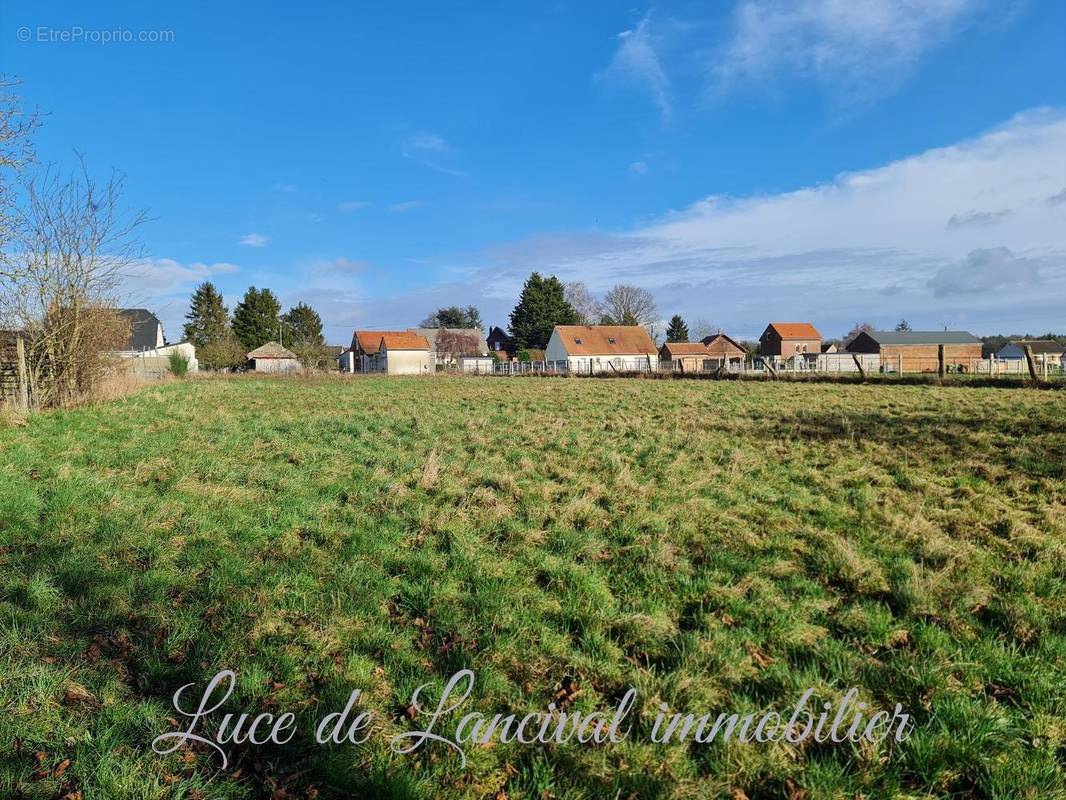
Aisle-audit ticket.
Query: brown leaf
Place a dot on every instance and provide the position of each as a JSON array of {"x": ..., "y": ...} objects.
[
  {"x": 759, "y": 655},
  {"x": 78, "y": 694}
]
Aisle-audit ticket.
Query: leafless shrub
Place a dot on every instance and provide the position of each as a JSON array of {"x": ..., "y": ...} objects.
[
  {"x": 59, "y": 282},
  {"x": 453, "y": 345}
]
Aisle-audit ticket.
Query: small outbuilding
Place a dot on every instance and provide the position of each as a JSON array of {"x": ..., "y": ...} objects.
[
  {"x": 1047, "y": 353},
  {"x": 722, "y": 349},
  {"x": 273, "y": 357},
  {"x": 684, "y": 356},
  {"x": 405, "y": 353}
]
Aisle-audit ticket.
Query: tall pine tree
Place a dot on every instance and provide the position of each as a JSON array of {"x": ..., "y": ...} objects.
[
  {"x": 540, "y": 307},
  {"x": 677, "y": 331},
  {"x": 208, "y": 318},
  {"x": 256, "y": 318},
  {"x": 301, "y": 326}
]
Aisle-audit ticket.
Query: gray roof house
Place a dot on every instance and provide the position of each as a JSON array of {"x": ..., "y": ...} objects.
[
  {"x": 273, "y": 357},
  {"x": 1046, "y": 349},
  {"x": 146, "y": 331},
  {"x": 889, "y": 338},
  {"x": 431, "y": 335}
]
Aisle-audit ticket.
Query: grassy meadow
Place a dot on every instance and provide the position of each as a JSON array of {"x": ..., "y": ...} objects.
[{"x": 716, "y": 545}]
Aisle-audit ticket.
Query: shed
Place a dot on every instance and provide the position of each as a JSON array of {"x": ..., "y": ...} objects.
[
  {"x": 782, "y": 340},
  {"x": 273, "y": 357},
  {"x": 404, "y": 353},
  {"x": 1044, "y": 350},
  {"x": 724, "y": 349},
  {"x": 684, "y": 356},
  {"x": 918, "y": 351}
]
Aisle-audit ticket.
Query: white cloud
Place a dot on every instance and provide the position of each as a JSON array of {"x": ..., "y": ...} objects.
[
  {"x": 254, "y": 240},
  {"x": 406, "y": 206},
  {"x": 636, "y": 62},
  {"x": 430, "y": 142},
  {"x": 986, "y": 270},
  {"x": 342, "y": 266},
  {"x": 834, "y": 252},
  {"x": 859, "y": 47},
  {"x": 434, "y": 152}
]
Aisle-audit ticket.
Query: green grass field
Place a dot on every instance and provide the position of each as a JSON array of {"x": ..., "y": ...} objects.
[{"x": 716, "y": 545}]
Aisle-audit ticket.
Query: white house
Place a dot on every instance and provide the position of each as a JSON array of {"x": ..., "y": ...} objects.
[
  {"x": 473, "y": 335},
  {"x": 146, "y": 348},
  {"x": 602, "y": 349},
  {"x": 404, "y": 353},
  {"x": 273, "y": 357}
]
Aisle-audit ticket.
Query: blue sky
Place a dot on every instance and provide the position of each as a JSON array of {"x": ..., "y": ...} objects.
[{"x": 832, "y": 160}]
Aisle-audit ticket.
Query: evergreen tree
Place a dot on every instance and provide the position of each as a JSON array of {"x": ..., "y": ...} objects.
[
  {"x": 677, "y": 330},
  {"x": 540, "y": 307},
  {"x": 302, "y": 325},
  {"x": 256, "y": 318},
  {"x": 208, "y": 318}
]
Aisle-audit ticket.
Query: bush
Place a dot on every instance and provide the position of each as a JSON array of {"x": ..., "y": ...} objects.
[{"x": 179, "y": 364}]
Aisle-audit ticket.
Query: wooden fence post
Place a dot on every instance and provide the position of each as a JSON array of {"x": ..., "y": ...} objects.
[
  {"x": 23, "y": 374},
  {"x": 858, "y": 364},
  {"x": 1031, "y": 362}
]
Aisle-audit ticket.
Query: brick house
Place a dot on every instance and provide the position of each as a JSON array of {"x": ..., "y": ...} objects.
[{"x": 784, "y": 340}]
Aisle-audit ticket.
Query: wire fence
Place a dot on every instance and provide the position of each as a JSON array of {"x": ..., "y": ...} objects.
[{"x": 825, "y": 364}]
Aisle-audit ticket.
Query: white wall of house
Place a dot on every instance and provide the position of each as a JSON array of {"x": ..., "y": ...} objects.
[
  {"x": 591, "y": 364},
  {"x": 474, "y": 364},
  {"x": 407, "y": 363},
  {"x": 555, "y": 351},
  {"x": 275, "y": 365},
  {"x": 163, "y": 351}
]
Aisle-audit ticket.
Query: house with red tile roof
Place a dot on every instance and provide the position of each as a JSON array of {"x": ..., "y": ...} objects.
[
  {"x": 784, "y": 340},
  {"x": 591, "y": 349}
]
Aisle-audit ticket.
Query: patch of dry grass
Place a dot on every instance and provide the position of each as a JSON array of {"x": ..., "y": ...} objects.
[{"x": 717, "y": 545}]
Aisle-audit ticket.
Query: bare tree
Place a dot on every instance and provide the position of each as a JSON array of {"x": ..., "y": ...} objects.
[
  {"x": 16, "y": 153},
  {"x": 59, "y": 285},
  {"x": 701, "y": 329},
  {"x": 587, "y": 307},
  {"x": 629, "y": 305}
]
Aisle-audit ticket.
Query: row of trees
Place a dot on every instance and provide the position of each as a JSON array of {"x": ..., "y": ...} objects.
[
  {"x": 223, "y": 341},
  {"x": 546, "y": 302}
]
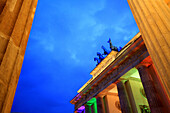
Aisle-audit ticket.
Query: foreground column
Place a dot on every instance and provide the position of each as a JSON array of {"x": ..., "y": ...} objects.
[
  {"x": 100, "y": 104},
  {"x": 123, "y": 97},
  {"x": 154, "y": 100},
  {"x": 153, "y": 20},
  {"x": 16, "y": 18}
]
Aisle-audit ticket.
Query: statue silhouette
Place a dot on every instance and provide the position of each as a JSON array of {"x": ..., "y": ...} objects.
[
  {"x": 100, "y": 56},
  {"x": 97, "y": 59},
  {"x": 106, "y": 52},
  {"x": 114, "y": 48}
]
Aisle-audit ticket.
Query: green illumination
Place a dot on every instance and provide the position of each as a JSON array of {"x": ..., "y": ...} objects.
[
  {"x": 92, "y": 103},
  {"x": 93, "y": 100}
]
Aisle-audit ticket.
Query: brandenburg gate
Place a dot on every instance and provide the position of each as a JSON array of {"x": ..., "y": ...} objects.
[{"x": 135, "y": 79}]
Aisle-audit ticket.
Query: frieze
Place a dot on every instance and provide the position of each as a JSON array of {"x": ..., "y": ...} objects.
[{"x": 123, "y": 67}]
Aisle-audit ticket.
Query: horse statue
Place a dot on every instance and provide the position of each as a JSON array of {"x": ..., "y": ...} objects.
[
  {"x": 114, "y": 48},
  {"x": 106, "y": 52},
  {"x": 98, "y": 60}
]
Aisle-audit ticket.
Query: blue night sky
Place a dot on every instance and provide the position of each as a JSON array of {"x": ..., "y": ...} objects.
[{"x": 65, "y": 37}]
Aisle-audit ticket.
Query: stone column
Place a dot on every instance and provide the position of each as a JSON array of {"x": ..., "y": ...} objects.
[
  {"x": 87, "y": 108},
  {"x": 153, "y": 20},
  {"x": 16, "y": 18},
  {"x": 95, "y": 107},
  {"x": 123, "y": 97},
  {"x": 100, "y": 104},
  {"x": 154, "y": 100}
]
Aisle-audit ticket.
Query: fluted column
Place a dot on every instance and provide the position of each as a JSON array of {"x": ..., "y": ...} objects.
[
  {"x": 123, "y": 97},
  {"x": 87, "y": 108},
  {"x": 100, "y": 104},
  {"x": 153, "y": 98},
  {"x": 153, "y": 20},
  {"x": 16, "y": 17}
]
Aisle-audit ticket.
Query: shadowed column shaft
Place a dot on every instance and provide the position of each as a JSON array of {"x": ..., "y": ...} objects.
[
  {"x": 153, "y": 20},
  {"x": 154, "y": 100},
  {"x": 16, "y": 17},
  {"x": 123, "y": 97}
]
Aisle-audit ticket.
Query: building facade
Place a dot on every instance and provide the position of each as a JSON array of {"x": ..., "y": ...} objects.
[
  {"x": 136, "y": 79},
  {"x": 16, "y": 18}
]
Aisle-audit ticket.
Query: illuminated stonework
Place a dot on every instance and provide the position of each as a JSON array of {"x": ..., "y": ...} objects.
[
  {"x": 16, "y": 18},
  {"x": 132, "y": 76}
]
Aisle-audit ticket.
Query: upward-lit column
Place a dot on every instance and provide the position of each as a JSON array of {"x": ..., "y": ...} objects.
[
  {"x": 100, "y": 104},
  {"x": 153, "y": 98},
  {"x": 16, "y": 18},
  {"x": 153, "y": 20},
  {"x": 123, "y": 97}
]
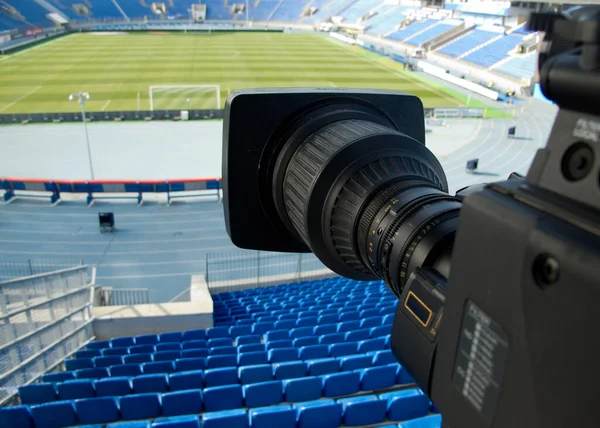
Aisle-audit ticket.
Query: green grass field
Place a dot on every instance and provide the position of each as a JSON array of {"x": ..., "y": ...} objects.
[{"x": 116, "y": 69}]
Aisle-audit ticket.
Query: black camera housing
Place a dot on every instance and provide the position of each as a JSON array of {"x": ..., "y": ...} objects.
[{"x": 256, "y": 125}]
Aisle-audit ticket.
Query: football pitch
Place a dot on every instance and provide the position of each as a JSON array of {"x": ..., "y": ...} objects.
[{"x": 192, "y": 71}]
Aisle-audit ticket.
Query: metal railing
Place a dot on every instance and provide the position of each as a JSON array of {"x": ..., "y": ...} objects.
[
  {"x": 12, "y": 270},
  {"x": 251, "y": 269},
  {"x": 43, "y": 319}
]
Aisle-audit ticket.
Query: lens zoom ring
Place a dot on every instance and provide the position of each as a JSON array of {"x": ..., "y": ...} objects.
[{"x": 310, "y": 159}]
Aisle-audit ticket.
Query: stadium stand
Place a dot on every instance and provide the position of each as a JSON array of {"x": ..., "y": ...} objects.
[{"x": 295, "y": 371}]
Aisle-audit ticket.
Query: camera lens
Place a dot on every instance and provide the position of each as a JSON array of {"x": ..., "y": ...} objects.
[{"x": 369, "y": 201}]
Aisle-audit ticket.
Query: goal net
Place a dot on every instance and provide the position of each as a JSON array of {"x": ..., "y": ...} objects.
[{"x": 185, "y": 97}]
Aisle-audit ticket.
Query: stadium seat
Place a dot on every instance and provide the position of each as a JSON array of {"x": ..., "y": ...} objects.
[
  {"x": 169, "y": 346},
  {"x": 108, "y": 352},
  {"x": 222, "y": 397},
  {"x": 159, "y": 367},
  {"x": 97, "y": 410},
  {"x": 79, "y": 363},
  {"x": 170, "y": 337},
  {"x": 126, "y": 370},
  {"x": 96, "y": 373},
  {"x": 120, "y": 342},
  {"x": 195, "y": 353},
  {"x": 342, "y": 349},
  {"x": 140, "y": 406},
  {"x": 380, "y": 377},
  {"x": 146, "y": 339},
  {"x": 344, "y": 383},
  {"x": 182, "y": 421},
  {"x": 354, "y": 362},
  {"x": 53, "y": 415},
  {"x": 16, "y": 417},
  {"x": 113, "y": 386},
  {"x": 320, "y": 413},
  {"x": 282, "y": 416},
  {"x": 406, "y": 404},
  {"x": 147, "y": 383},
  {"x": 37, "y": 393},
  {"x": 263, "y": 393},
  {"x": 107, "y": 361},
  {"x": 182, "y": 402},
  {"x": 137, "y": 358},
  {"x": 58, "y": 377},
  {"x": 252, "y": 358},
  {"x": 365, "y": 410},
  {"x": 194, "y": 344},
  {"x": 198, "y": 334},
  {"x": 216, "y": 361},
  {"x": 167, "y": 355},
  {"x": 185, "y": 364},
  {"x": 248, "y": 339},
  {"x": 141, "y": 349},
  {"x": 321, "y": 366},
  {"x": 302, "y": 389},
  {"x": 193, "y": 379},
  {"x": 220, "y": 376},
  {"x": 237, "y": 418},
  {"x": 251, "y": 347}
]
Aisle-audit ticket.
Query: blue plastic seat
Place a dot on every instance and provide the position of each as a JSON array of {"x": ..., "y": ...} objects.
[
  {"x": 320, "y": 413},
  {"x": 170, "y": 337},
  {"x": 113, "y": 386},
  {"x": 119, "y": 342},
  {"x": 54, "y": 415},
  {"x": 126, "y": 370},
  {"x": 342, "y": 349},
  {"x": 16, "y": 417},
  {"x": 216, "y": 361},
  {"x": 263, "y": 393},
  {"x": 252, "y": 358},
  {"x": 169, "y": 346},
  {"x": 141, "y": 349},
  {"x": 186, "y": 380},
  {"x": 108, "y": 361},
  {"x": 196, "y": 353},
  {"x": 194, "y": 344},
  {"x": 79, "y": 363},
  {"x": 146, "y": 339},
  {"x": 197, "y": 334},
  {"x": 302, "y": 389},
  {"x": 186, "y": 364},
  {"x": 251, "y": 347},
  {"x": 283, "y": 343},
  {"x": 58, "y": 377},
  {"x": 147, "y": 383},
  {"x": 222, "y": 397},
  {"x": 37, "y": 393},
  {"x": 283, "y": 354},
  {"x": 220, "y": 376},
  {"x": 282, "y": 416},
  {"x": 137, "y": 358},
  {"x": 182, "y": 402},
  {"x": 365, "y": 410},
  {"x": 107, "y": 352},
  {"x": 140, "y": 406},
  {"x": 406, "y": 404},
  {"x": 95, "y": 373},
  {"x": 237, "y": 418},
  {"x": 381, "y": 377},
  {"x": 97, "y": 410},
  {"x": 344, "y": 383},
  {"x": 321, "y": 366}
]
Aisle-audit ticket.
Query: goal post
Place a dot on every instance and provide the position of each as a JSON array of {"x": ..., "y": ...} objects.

_ _ _

Return every line of the records above that contains the string "lens", treating uppercase and lowercase as different.

Query: lens zoom ring
Query: camera lens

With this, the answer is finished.